Stored dataset items:
------------------------

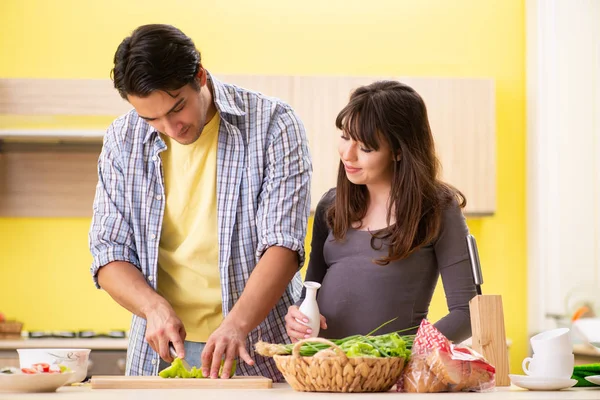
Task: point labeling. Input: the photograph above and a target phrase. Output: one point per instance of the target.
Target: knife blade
(173, 353)
(475, 263)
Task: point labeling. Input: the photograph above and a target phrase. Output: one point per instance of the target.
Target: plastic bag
(436, 365)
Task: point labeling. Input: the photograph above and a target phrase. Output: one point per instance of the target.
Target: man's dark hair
(155, 57)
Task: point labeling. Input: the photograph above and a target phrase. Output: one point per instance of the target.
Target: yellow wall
(77, 39)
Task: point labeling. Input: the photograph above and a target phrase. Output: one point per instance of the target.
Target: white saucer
(595, 379)
(539, 383)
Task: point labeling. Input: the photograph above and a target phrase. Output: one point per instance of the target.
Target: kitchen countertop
(284, 391)
(76, 343)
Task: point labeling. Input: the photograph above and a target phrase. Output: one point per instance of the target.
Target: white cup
(557, 341)
(549, 365)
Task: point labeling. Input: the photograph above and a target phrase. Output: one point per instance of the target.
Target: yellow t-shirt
(188, 256)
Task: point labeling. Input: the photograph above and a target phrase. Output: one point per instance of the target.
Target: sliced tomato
(41, 367)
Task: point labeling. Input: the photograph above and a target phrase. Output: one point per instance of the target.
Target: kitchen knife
(173, 353)
(475, 264)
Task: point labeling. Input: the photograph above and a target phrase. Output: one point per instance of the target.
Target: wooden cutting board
(155, 382)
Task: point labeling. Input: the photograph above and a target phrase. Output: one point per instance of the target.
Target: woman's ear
(201, 75)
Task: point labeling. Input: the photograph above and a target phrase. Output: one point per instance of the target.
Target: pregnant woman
(390, 228)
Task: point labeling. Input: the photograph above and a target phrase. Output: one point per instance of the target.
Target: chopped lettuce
(177, 370)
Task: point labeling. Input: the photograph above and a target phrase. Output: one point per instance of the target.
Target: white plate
(30, 383)
(539, 383)
(595, 379)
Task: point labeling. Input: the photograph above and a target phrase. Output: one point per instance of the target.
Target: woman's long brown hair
(395, 113)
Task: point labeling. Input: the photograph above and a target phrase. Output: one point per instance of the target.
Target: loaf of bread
(418, 378)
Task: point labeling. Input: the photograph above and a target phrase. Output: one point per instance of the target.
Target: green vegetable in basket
(387, 345)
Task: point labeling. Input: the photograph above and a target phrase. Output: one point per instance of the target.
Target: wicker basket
(10, 329)
(336, 372)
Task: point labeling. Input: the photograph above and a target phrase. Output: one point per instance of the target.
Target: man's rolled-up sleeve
(110, 236)
(284, 203)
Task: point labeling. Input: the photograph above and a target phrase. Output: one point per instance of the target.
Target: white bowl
(76, 359)
(26, 383)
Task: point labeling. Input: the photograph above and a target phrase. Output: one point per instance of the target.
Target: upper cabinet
(60, 180)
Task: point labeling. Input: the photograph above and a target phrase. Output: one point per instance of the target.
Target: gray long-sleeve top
(358, 295)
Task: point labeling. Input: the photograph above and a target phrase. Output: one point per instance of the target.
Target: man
(200, 210)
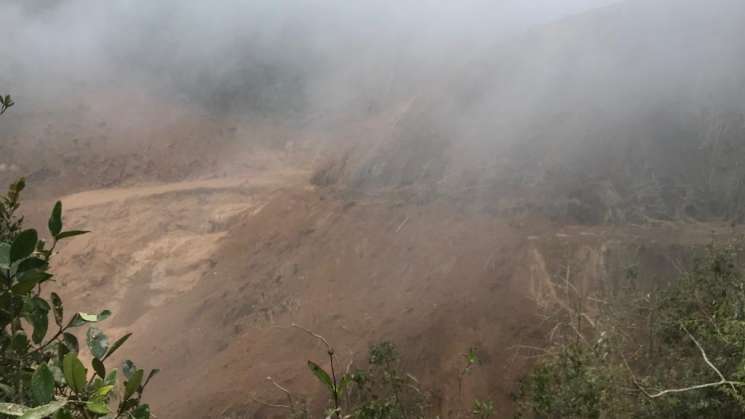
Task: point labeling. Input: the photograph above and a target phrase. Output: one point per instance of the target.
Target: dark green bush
(41, 374)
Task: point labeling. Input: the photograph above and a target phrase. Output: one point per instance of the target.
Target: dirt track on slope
(210, 274)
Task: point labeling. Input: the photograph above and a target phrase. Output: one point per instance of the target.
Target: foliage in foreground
(42, 376)
(677, 353)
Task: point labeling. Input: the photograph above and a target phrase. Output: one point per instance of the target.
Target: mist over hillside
(448, 176)
(629, 113)
(259, 56)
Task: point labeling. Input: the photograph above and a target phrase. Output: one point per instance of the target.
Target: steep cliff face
(629, 113)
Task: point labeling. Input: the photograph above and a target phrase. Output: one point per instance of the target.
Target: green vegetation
(41, 375)
(673, 352)
(5, 103)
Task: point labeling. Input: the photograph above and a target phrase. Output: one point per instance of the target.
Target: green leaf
(55, 220)
(75, 373)
(98, 407)
(20, 342)
(4, 255)
(12, 409)
(23, 246)
(42, 385)
(132, 385)
(58, 310)
(99, 367)
(42, 412)
(322, 376)
(103, 391)
(98, 342)
(119, 342)
(141, 412)
(71, 233)
(110, 377)
(128, 368)
(81, 318)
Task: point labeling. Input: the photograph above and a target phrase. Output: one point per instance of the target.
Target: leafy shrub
(676, 352)
(43, 376)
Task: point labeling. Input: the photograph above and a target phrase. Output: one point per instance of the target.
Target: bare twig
(315, 335)
(722, 379)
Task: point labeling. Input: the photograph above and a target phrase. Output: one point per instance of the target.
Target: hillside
(439, 216)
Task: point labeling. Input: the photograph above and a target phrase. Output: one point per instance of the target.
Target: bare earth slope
(209, 275)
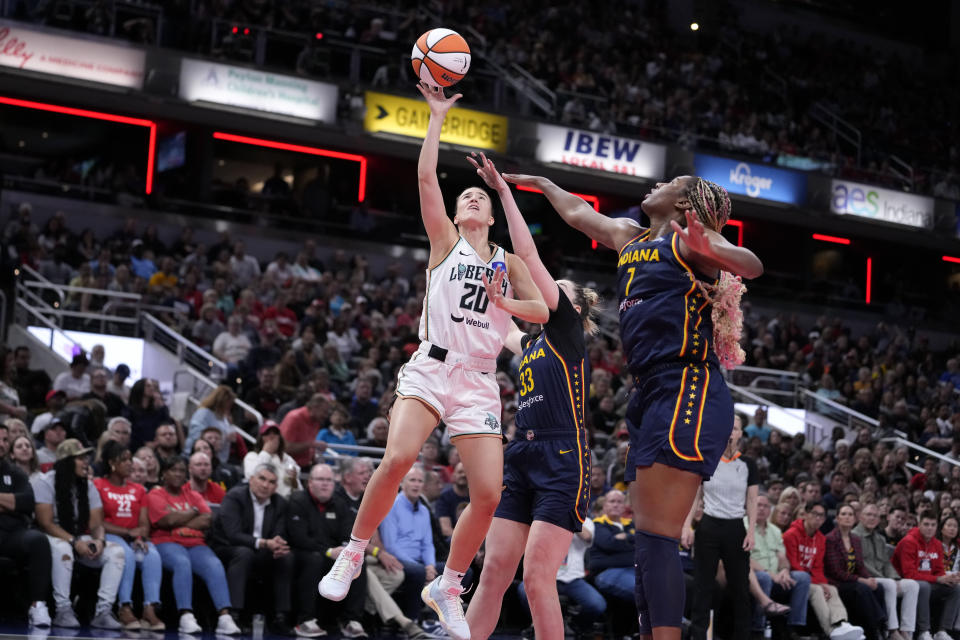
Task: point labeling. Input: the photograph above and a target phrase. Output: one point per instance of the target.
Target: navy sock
(660, 591)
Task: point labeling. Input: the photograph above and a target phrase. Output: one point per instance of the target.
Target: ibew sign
(599, 151)
(752, 180)
(852, 198)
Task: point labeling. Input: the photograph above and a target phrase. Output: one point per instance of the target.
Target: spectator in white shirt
(245, 268)
(75, 382)
(232, 345)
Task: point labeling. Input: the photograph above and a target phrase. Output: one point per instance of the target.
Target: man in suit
(249, 536)
(319, 525)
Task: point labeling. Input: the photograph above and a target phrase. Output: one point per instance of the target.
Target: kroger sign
(752, 180)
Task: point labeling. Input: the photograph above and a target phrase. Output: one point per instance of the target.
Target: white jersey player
(465, 320)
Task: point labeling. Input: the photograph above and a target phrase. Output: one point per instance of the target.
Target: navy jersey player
(679, 311)
(465, 320)
(546, 473)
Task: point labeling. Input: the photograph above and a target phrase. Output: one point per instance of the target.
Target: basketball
(440, 57)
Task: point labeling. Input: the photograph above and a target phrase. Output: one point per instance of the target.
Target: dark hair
(112, 450)
(809, 506)
(66, 484)
(259, 446)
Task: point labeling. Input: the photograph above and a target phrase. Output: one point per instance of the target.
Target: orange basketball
(440, 57)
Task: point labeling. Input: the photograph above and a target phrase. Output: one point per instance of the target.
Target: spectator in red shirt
(283, 315)
(179, 518)
(301, 426)
(806, 548)
(199, 471)
(919, 556)
(126, 523)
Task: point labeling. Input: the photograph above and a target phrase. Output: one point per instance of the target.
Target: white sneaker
(449, 609)
(188, 624)
(335, 585)
(846, 631)
(354, 629)
(309, 629)
(39, 615)
(227, 626)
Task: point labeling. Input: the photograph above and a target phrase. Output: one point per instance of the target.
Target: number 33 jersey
(457, 314)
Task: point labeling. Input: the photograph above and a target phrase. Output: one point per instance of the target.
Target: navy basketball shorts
(546, 476)
(680, 415)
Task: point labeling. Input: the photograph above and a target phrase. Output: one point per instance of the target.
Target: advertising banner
(70, 57)
(886, 205)
(752, 180)
(202, 81)
(600, 151)
(409, 117)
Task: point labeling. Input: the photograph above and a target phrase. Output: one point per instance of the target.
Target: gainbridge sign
(408, 117)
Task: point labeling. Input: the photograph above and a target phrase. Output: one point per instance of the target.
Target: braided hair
(711, 202)
(67, 484)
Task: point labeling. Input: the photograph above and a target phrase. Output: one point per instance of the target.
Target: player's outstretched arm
(610, 232)
(523, 244)
(440, 230)
(529, 304)
(708, 248)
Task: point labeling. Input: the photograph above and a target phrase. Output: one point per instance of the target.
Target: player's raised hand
(495, 288)
(438, 102)
(695, 235)
(487, 171)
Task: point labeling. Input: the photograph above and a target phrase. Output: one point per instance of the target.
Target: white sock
(356, 545)
(451, 578)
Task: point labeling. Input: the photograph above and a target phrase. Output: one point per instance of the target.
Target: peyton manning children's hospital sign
(592, 150)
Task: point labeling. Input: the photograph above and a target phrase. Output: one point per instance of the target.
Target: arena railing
(187, 352)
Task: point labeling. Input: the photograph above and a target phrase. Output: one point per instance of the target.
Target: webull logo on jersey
(639, 255)
(475, 272)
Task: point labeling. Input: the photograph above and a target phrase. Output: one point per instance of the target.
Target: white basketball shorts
(467, 401)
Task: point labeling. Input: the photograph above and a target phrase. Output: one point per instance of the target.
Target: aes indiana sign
(600, 151)
(79, 58)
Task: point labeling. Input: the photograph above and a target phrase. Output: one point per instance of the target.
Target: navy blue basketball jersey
(664, 315)
(554, 374)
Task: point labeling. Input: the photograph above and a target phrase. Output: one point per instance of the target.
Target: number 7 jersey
(457, 315)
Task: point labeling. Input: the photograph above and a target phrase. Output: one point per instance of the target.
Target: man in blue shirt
(759, 427)
(406, 533)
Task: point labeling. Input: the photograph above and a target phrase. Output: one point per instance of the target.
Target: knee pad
(659, 581)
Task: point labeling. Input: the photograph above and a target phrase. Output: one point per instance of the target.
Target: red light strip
(739, 225)
(296, 148)
(594, 200)
(833, 239)
(97, 115)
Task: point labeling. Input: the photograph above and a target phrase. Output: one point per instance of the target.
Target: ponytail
(713, 207)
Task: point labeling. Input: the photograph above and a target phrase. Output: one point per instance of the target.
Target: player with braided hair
(678, 284)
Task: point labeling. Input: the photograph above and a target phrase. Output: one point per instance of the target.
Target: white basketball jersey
(457, 315)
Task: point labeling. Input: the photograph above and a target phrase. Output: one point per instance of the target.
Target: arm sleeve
(565, 329)
(753, 476)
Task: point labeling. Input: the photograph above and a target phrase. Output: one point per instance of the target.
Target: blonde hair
(713, 207)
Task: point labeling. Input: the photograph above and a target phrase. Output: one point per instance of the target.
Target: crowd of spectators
(622, 68)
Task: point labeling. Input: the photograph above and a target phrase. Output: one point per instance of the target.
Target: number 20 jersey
(457, 315)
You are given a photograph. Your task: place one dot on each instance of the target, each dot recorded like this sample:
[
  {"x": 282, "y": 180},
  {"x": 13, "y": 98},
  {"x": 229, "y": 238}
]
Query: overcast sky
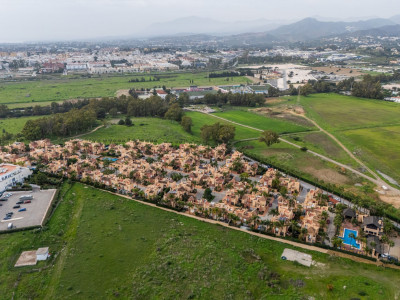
[{"x": 27, "y": 20}]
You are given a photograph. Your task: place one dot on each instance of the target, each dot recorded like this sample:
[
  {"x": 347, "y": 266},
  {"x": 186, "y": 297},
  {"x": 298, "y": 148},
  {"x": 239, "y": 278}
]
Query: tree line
[
  {"x": 39, "y": 110},
  {"x": 65, "y": 124},
  {"x": 230, "y": 98},
  {"x": 226, "y": 74}
]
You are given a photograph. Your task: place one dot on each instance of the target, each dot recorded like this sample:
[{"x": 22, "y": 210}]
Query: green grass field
[
  {"x": 160, "y": 130},
  {"x": 367, "y": 127},
  {"x": 152, "y": 129},
  {"x": 200, "y": 119},
  {"x": 14, "y": 125},
  {"x": 304, "y": 164},
  {"x": 321, "y": 143},
  {"x": 106, "y": 86},
  {"x": 260, "y": 122},
  {"x": 117, "y": 248},
  {"x": 378, "y": 146},
  {"x": 338, "y": 112}
]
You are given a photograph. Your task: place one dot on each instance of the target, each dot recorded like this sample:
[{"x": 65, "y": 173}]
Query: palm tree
[
  {"x": 274, "y": 212},
  {"x": 352, "y": 237},
  {"x": 391, "y": 244},
  {"x": 303, "y": 233},
  {"x": 293, "y": 226},
  {"x": 269, "y": 224}
]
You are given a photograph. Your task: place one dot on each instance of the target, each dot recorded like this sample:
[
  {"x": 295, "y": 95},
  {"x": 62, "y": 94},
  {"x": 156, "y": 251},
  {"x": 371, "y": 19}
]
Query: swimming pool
[{"x": 350, "y": 241}]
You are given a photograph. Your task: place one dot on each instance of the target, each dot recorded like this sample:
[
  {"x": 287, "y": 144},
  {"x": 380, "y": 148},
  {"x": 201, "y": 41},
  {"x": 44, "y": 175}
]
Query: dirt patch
[
  {"x": 319, "y": 138},
  {"x": 391, "y": 199},
  {"x": 338, "y": 71},
  {"x": 327, "y": 175},
  {"x": 288, "y": 113},
  {"x": 275, "y": 100}
]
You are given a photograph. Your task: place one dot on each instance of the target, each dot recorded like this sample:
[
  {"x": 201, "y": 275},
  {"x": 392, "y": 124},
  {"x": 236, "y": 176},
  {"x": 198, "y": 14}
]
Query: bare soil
[{"x": 338, "y": 71}]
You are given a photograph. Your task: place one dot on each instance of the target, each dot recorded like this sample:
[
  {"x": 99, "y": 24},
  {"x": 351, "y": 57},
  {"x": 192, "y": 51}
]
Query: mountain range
[{"x": 263, "y": 31}]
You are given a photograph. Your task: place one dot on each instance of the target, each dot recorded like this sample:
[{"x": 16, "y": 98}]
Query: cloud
[{"x": 69, "y": 19}]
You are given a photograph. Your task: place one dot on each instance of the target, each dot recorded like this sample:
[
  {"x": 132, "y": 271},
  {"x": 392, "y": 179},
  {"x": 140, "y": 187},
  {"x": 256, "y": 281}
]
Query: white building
[{"x": 11, "y": 174}]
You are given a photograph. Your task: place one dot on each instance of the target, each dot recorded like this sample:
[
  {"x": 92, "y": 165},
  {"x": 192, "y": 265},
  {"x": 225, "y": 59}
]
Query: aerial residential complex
[{"x": 208, "y": 182}]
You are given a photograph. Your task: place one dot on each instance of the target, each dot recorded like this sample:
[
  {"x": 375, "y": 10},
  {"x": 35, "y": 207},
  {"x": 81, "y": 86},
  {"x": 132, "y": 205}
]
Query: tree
[
  {"x": 352, "y": 237},
  {"x": 208, "y": 195},
  {"x": 174, "y": 112},
  {"x": 337, "y": 242},
  {"x": 128, "y": 121},
  {"x": 306, "y": 89},
  {"x": 269, "y": 137},
  {"x": 187, "y": 123},
  {"x": 219, "y": 133},
  {"x": 113, "y": 111}
]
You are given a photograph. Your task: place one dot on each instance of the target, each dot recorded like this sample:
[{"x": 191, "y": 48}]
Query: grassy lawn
[
  {"x": 337, "y": 112},
  {"x": 160, "y": 130},
  {"x": 145, "y": 129},
  {"x": 117, "y": 248},
  {"x": 367, "y": 127},
  {"x": 200, "y": 119},
  {"x": 31, "y": 104},
  {"x": 305, "y": 164},
  {"x": 260, "y": 122},
  {"x": 14, "y": 125},
  {"x": 379, "y": 146},
  {"x": 106, "y": 86},
  {"x": 321, "y": 143}
]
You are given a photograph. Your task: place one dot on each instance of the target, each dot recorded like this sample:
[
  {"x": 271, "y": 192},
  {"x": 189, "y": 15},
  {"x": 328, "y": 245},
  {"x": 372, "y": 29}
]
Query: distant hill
[
  {"x": 310, "y": 28},
  {"x": 391, "y": 30},
  {"x": 199, "y": 25},
  {"x": 395, "y": 19},
  {"x": 197, "y": 29}
]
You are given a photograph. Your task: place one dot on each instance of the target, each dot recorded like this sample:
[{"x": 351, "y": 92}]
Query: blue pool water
[{"x": 349, "y": 241}]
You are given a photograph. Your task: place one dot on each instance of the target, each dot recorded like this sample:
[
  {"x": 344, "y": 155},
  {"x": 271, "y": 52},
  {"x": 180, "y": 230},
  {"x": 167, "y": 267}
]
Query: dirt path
[
  {"x": 342, "y": 146},
  {"x": 59, "y": 266},
  {"x": 379, "y": 182},
  {"x": 82, "y": 134},
  {"x": 272, "y": 238},
  {"x": 377, "y": 179},
  {"x": 309, "y": 151}
]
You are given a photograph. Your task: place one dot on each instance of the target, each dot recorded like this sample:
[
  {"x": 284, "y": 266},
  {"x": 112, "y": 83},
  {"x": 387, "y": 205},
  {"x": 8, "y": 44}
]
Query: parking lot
[{"x": 35, "y": 211}]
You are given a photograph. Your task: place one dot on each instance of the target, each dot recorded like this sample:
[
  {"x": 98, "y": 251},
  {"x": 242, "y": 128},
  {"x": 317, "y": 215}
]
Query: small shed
[{"x": 42, "y": 253}]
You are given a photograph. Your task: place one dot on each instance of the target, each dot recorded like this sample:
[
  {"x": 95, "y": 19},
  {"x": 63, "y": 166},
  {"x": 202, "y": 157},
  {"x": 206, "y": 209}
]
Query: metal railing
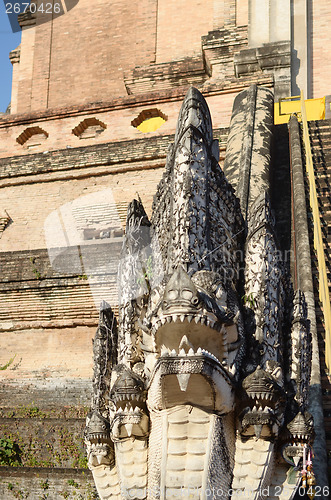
[{"x": 318, "y": 238}]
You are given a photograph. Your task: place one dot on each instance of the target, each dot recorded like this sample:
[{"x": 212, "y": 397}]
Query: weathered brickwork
[
  {"x": 320, "y": 48},
  {"x": 116, "y": 116}
]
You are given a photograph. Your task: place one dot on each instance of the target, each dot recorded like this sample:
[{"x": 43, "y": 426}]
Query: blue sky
[{"x": 8, "y": 42}]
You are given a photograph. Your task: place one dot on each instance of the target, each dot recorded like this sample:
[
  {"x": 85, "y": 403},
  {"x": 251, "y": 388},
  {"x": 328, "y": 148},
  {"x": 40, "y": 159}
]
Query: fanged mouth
[
  {"x": 193, "y": 319},
  {"x": 99, "y": 437},
  {"x": 165, "y": 351},
  {"x": 128, "y": 398},
  {"x": 263, "y": 409},
  {"x": 260, "y": 396}
]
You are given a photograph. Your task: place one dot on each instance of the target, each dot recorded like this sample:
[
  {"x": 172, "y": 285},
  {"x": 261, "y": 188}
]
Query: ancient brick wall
[
  {"x": 319, "y": 43},
  {"x": 116, "y": 116}
]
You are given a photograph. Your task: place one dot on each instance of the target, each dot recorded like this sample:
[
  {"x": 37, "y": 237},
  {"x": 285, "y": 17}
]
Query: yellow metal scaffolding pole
[{"x": 318, "y": 239}]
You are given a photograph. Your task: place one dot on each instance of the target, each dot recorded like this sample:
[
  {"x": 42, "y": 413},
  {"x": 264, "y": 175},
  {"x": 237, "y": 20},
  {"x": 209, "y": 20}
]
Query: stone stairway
[{"x": 320, "y": 135}]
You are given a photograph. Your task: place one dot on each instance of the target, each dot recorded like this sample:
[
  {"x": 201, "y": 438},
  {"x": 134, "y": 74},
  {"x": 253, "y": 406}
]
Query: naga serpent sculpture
[{"x": 200, "y": 386}]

------------------------

#### Problem:
Locate every line in the items above that contains the string "hillside" and copy each one out. Matching is case-sensitive.

#### Worked solution:
Target: mist over hillside
Target: hillside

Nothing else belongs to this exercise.